● **Tarefa 1**
Traduza para inglês a seguinte frase do excerto sobre o estado de emergência: "O recandidato a Belém assumiu que "ninguém gosta de decretar estados de emergência", mas ressalvou que estes têm tido o consenso generalizado dos partidos."
● **Tarefa 2**
No excerto sobre o estado de emergência, que proposta foi apresentada pelo recandidato a Belém?
● **Tarefa 3**
Reproduza o trecho do excerto sobre o estado de emergência que começa em "O recandidato a" e termina em "alargamento das moratórias.".

● **Excerto fornecido**
#####

Todavia, João Ferreira criticou a renovação sucessiva deste estatuto, o que contribui para a sua "banalização" e a ineficiência de algumas medidas, como as restrições horárias, que contribuem para concentrar a população nos equipamentos públicos em determinadas horas do dia. A par, criticou "o muito que está por fazer", nomeadamente "adequando as proteções no local de trabalho, nos lares, nos serviços públicos e nos transportes públicos".
O recandidato a Belém assumiu que "ninguém gosta de decretar estados de emergência", mas ressalvou que estes têm tido o consenso generalizado dos partidos. Salientando que houve medidas importantes que este estatuto permitiu aplicar, assumiu que nem tudo está feito — e até avançou com uma proposta de alargamento das moratórias.

#####

● **Material fornecido**
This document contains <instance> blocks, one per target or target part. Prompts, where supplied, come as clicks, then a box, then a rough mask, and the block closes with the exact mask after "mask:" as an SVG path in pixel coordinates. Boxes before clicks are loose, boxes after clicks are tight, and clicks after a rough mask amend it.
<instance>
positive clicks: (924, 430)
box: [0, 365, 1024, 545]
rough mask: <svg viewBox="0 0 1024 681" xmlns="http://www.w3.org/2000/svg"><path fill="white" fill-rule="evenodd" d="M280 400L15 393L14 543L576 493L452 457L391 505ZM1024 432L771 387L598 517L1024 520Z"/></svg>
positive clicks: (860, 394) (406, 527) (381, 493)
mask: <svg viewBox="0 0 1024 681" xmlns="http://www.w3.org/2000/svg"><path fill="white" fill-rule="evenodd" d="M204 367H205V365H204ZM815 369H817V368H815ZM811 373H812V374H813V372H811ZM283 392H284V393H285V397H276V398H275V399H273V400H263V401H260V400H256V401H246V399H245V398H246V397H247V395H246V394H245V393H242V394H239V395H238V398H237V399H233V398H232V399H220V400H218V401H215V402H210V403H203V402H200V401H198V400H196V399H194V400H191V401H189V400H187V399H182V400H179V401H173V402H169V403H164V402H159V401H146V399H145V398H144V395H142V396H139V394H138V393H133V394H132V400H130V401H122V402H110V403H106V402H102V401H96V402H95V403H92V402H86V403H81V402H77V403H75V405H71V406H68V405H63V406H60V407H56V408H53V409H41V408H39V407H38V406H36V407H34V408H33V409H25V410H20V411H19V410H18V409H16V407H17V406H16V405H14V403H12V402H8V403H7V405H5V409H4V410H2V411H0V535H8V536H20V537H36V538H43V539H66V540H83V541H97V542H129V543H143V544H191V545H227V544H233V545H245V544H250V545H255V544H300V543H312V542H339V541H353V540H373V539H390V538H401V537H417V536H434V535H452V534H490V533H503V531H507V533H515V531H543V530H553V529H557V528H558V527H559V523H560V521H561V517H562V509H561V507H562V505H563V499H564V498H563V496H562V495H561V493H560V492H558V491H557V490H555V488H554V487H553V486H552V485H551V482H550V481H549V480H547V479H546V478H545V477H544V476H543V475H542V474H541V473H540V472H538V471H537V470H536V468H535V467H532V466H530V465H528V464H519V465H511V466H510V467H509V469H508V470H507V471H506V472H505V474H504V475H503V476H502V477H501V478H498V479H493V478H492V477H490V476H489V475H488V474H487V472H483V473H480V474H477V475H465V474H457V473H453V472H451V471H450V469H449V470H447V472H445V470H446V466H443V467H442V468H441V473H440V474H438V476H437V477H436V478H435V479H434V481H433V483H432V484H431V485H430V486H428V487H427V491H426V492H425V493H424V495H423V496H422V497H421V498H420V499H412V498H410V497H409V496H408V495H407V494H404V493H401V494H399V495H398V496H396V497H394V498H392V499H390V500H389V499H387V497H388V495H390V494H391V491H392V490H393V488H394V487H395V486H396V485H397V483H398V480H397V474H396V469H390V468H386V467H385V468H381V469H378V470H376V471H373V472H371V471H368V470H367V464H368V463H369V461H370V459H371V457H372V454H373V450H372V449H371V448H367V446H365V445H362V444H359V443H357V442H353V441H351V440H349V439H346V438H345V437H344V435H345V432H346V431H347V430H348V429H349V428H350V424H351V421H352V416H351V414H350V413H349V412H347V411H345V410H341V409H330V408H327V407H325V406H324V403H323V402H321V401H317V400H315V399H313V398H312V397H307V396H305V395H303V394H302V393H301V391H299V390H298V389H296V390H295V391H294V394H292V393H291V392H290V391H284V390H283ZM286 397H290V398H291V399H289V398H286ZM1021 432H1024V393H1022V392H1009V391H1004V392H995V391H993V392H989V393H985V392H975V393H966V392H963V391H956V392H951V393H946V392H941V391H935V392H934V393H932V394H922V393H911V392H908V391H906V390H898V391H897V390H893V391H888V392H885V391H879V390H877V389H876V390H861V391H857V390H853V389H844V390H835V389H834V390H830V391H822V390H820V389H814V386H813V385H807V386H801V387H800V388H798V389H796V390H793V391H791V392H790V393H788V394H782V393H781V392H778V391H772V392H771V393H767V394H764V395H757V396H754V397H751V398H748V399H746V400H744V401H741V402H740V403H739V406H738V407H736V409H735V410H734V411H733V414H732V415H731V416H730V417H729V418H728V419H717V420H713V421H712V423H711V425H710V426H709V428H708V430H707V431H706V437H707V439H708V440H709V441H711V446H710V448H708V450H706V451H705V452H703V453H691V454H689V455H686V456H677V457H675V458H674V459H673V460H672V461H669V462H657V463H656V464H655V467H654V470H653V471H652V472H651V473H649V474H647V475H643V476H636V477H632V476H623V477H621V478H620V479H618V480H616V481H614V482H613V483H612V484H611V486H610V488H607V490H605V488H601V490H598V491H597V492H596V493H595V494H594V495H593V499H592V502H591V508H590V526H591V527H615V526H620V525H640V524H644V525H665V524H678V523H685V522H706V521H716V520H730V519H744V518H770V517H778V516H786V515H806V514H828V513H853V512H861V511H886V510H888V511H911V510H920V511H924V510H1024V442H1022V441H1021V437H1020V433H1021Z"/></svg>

#####

● **Resposta 1**
The candidate for re-election to Belém acknowledged that "nobody likes to declare states of emergency," but noted that these have had the broad consensus of the parties.

● **Resposta 2**
Uma proposta de alargamento das moratórias.

● **Resposta 3**
O recandidato a Belém assumiu que "ninguém gosta de decretar estados de emergência", mas ressalvou que estes têm tido o consenso generalizado dos partidos. Salientando que houve medidas importantes que este estatuto permitiu aplicar, assumiu que nem tudo está feito — e até avançou com uma proposta de alargamento das moratórias.